The Mooro group of Noongar were said to be familiar with Mindarie, including Waukolup Hill in neighbouring Tamala Park, but no Mooro settlements were ever formally established in the area. In a Mooro myth about Mindarie, two boys were brought to Mindarie by two tribal elders to learn the law. After the elders went out to hunt, the boys ventured off to find the Indian ocean. After they drank from the sea water, they went to see if the water tasted better further out, but were swallowed by the Wagyl and spat out as tuart trees.

After John Butler's initial expedition to Wanneroo in 1835, the first permanent European settler was sheep-farmer Bernard Clarkson, who first acquired a pastoral lease in 1888 of 13,000 acres in the areas comprising modern-day Mindarie, Clarkson, Quinns Rocks and Merriwa. The leases were known as the Mindarie Pastoral Company, and the lands were primarily used for sheep-herding by subsequent generations of the Clarkson family.

- **To do**
In the text on Mindarie's history, who was the first permanent European settler in the area?

- **Records supplied**
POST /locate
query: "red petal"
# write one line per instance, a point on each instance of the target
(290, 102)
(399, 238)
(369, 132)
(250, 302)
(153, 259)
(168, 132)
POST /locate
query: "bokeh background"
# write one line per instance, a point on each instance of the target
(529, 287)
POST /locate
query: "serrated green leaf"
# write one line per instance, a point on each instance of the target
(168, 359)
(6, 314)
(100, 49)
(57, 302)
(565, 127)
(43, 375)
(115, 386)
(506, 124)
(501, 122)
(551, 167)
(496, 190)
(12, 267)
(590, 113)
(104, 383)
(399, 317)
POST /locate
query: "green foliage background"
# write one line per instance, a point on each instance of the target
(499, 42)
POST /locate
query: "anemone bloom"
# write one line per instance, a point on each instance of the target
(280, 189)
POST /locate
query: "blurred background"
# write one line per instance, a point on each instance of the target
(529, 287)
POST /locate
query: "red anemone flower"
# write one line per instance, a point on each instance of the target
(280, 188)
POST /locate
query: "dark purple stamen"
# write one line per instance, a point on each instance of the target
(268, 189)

- **Solution for this problem**
Sheep-farmer Bernard Clarkson.